Given passage:
# # # # # # #
It turned out these were the exact kind of customers we wanted to be in front of. These were the people that bought tickets and came to our conference. We realized very quickly that even though we have a monstrously big audience, millions, serving this small little sub-audience every week with super value was so instrumental to our business. It was so powerful for us.
By the way, doing a live show every week also helped our business too because we could make everything we were doing behind the scenes better because we interpreted what was happening in the news.
Amy: Yeah, I bet.
Mike: It has just made us better all around. Most people might look at this and ask why a business as big as this serve such a tiny little audience every week. Guess what? They are the most important audience we can get in front of. For us that’s why.
Amy: That’s big. So we need to stop here for a moment and really reiterate the importance here. You could have let ego get in the way. Many of us entrepreneurs have done this. You might have said, “Less than 200 showing up live, this isn’t worth it to us” considering you have a humongous email list and a huge audience on social media.
Instead, you looked at those numbers and thought that these people are those that are the most interested, most engaged, and are probably sharing your content like crazy, using your content, talking about you other places. You saw the value.
Mike: They are our customers, by the way, too.
Amy: Customers. That makes a huge difference right there. I feel like I know. This show’s not about mindset, but there is a mindset shift to be had here and not let your ego get in the place of looking for big numbers so 200 people on a live show isn’t going to be worth it to you.
It’s incredibly worth it to you.
Mike: Let me explain a little bit more about what we do. I think people might find it interesting. What’s cool about Huzza is they allow one button click to go live to Facebook. I don’t know how many hundreds of thousands of fans we have on our Facebook page but it is a lot.
On Huzza we actually simulcast it on Facebook. We get thousands watching on Facebook. But here’s the deal. Facebook gives us analytics. So does Huzza. At the end of a show we will have about 4,000 or 5,000 people that watched on Facebook and a couple of hundred that watched it on Huzza.
Here’s the key. The people that watched it on Huzza stay for 39 minutes. The people that watch on Facebook stay for less than a minute.
# # # # # # #
Dataset records:
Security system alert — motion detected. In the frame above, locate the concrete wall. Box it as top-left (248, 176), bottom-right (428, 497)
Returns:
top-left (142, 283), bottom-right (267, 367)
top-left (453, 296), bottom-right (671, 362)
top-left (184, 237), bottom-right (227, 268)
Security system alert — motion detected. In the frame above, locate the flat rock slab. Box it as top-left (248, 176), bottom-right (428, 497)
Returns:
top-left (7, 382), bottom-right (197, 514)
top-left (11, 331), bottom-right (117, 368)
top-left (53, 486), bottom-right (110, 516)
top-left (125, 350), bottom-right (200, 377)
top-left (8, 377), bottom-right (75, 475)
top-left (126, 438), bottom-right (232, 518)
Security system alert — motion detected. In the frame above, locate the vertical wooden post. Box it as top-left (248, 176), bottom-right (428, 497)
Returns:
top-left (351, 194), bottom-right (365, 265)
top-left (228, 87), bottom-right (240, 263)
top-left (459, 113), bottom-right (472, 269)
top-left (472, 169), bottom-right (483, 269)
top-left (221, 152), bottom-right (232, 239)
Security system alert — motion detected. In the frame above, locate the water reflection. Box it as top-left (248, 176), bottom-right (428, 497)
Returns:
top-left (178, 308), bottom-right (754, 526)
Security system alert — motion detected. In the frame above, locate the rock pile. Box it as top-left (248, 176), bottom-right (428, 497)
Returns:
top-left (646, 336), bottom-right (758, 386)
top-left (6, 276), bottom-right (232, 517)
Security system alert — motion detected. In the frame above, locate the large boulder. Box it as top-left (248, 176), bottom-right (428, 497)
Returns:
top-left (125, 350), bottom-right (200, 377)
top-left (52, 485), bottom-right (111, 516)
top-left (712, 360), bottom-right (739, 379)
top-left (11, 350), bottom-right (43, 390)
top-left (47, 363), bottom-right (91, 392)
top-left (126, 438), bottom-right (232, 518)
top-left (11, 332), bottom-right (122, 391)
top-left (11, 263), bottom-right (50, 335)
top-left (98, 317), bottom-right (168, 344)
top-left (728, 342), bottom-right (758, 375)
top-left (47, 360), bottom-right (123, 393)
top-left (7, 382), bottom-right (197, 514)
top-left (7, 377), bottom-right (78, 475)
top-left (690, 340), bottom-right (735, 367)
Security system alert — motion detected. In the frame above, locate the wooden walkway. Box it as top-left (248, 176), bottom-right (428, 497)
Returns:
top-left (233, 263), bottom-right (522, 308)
# # # # # # #
What is being asked:
Update the interview passage from "Mike: Let me" to "it is a lot.", writing "the app" wherever "Huzza" appears. The data come from a source separate from the interview.

Result for this exercise:
Mike: Let me explain a little bit more about what we do. I think people might find it interesting. What’s cool about the app is they allow one button click to go live to Facebook. I don’t know how many hundreds of thousands of fans we have on our Facebook page but it is a lot.